▶ **Your task**: Take the records underneath and set them down exactly.

[Segmentation labeling entries]
══════════════════════════════

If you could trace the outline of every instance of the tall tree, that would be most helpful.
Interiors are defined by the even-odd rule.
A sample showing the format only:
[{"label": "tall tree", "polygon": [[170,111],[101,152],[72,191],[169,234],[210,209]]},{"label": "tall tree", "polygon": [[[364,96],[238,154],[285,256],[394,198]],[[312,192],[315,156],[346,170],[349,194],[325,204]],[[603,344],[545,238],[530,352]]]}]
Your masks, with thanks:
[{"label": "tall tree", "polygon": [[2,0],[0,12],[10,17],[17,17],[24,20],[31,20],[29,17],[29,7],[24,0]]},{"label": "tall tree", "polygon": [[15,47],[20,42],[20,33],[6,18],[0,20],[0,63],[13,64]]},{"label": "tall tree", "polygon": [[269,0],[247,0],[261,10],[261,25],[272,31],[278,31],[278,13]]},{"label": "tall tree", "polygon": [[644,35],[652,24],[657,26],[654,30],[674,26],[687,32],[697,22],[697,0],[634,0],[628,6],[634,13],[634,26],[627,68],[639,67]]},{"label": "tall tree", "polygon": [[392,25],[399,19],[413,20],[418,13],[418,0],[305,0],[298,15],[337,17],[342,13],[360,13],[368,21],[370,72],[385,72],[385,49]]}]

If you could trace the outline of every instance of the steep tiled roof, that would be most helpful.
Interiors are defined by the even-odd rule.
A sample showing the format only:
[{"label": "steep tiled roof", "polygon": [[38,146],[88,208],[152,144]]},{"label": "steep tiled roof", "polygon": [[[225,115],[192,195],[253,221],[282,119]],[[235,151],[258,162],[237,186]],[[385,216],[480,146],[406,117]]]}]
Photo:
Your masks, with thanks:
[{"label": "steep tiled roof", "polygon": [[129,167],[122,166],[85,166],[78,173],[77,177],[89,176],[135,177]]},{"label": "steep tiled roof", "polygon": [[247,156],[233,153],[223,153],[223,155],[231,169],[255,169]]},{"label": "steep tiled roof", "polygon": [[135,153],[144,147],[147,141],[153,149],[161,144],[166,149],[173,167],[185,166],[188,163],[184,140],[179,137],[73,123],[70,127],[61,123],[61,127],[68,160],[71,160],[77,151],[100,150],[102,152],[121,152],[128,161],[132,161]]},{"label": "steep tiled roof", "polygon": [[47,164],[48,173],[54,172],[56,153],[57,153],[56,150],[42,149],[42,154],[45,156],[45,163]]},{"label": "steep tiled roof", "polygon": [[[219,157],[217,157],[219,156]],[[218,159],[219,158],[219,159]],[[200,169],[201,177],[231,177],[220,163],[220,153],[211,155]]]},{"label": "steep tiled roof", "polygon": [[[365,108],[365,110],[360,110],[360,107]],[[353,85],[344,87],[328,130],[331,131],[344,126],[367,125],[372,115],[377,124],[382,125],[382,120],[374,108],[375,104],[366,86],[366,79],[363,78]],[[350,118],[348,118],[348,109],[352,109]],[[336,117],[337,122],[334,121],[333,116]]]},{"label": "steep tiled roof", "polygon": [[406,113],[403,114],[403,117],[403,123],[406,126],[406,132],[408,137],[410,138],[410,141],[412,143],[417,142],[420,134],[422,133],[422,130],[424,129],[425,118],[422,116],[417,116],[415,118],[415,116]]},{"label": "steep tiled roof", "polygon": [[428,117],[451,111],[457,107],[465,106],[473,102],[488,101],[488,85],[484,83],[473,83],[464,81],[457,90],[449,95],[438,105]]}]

══════════════════════════════

▶ **Task answer**:
If you could trace the outline of every instance of the tall tree, that would be most helpful.
Interiors are defined by the even-odd rule.
A sample showing the format only:
[{"label": "tall tree", "polygon": [[170,111],[101,152],[72,191],[169,234],[210,209]]},{"label": "tall tree", "polygon": [[[364,96],[238,154],[285,256],[394,198]],[[312,192],[315,156],[346,170],[349,194],[325,204]],[[603,344],[545,238],[530,352]]]}]
Your masks, with thanks:
[{"label": "tall tree", "polygon": [[2,0],[0,12],[10,17],[17,17],[24,20],[31,20],[29,17],[29,7],[24,0]]},{"label": "tall tree", "polygon": [[15,47],[20,42],[20,33],[6,18],[0,20],[0,63],[13,64]]},{"label": "tall tree", "polygon": [[269,0],[247,0],[261,10],[261,25],[272,31],[278,31],[278,13]]},{"label": "tall tree", "polygon": [[644,35],[652,24],[657,26],[654,30],[674,26],[687,32],[697,22],[697,0],[634,0],[628,6],[634,13],[634,26],[627,68],[639,67]]},{"label": "tall tree", "polygon": [[392,25],[399,19],[413,20],[418,13],[418,0],[305,0],[298,15],[337,17],[342,13],[360,13],[368,21],[370,72],[385,72],[385,49]]}]

If you could trace the outline of every instance of the steep tiled roof, that would be most helpful.
Interiors are defined by the even-odd rule.
A sample showing the format only:
[{"label": "steep tiled roof", "polygon": [[38,146],[88,208],[152,144]]},{"label": "steep tiled roof", "polygon": [[[225,115],[192,195],[253,221],[282,119]],[[235,151],[258,162],[237,186]],[[385,216],[480,146],[406,117]]]}]
Photo:
Your masks, with thanks:
[{"label": "steep tiled roof", "polygon": [[129,167],[122,166],[85,166],[78,173],[77,177],[89,176],[135,177]]},{"label": "steep tiled roof", "polygon": [[247,156],[233,153],[223,153],[223,155],[231,169],[255,169]]},{"label": "steep tiled roof", "polygon": [[135,153],[144,147],[147,141],[153,149],[161,144],[166,149],[173,167],[185,166],[188,163],[184,140],[179,137],[73,123],[70,127],[61,123],[61,127],[68,160],[71,160],[77,151],[100,150],[102,152],[121,152],[128,161],[132,161]]},{"label": "steep tiled roof", "polygon": [[47,164],[48,173],[54,172],[56,153],[57,153],[56,150],[42,149],[42,154],[45,156],[45,163]]},{"label": "steep tiled roof", "polygon": [[[219,157],[217,157],[219,156]],[[218,159],[219,158],[219,159]],[[200,169],[201,177],[231,177],[220,163],[220,153],[211,155]]]},{"label": "steep tiled roof", "polygon": [[[365,108],[365,110],[360,110],[360,107]],[[353,85],[344,87],[328,130],[331,131],[344,126],[367,125],[372,115],[377,124],[382,125],[382,120],[374,108],[375,104],[366,86],[366,79],[363,78]],[[350,118],[348,118],[348,109],[352,109]],[[336,117],[337,122],[334,121],[333,116]]]},{"label": "steep tiled roof", "polygon": [[406,113],[403,114],[403,117],[403,123],[406,126],[406,132],[408,137],[410,138],[410,141],[412,143],[417,142],[420,134],[422,133],[422,130],[424,129],[425,118],[422,116],[417,116],[415,118],[415,116]]},{"label": "steep tiled roof", "polygon": [[428,117],[451,111],[457,107],[465,106],[473,102],[488,101],[488,85],[484,83],[473,83],[464,81],[457,90],[449,95],[438,105]]}]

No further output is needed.